*** Opening Page text ***

In fact, like other animal species, we have evolved many body traits that signal age, sex, reproductive status, and individual quality, as well as programmed responses to those and other traits. Attainment of reproductive maturity is signaled in both human sexes by the growth of pubic and axillary hair. In human males it is further signaled by the growth of a beard and body hair and by a drop in the pitch of the voice. The episode with which I began this chapter illustrates that our responses to those signals can be as specific and dramatic as a gull chick's response to the red spot on its parent's bill. Human females additionally signal reproductive maturity by expansion of the breasts. Later in life, we signal our waning fertility and (in traditional societies) attainment of wise elder status by the whitening of our hair. We tend to respond to the sight of body muscles (in appropriate amounts and places) as a signal of male physical condition, and to the sight of body fat (also in appropriate amounts and places) as a signal of female physical condition. As for the body signals by which we select our mates and sex partners, they include all those same signals of reproductive maturity and physical condition, with variation among human populations in the sig-nals that one sex possesses and that the other sex prefers.

For instance, men vary around the world in the luxuriance of their beard and body hair, while women vary geographically in the size and shape of their breasts and nipples and in their nipple color. All of these structures serve us humans as signals analogous to the red dots and black stripes of birds. In addition, just as women's breasts simultaneously perform a physiological function and serve as a signal, I shall consider later in this chapter whether the same might be true for men's penises.

*** Closing Page text ***
*** Opening Source material ***

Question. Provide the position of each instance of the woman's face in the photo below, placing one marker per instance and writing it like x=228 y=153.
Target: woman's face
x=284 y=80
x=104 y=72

*** Closing Source material ***

» **Problem to work on**: Resume the passage on human body signals, picking up right after its final sentence.

» **Written response**:
Scientists seeking to understand the corresponding signals of animals can carry out experiments involving mechanical modifications of an animal's body, such as shortening a widowbird's tail or painting over a gull's red spot. Legal obstacles, moral compunctions, and ethical considerations prevent us from performing such controlled experiments on humans. Also preventing us from understanding human signals are our own strong feelings that cloud our objectivity about them, and the great degree of cultural variation and individually learned variation in both our preferences and our bodies' self-modifications. However, such variation and self-modification can also help us gain understanding by serving as natural experiments, albeit ones lacking experimental controls. At least three sets of human signals seem to me to conform to Kodric-Brown's and Brown's truth-in-advertising model: men's body muscle, facial “beauty” in both sexes, and women's body fat.

Men's body muscle tends to impress women as well as other men. While the extreme muscle development of professional bodybuilders strikes many people as grotesque, many (most?) women find a well-proportioned muscular man more attractive than a scrawny man. Men also use the muscular development of other men as a signal-for example, as a way of quickly assessing whether to get into a fight or to retreat. A typical example involves a magnificently muscular instructor named Andy at the gymnasium where my wife and I exercise. Whenever Andy lifts weights, the eyes of all the women and men in the gym are on him. When Andy explains to a customer how to use one of the gym's exercise machines, he begins by demonstrating the machine's operation himself while asking the customer to place a hand on the relevant muscle on Andy's body so that the customer can understand the correct motion. Undoubtedly, this means of explanation is pedagogically useful, but I am sure that Andy also enjoys the overwhelming impression that he leaves.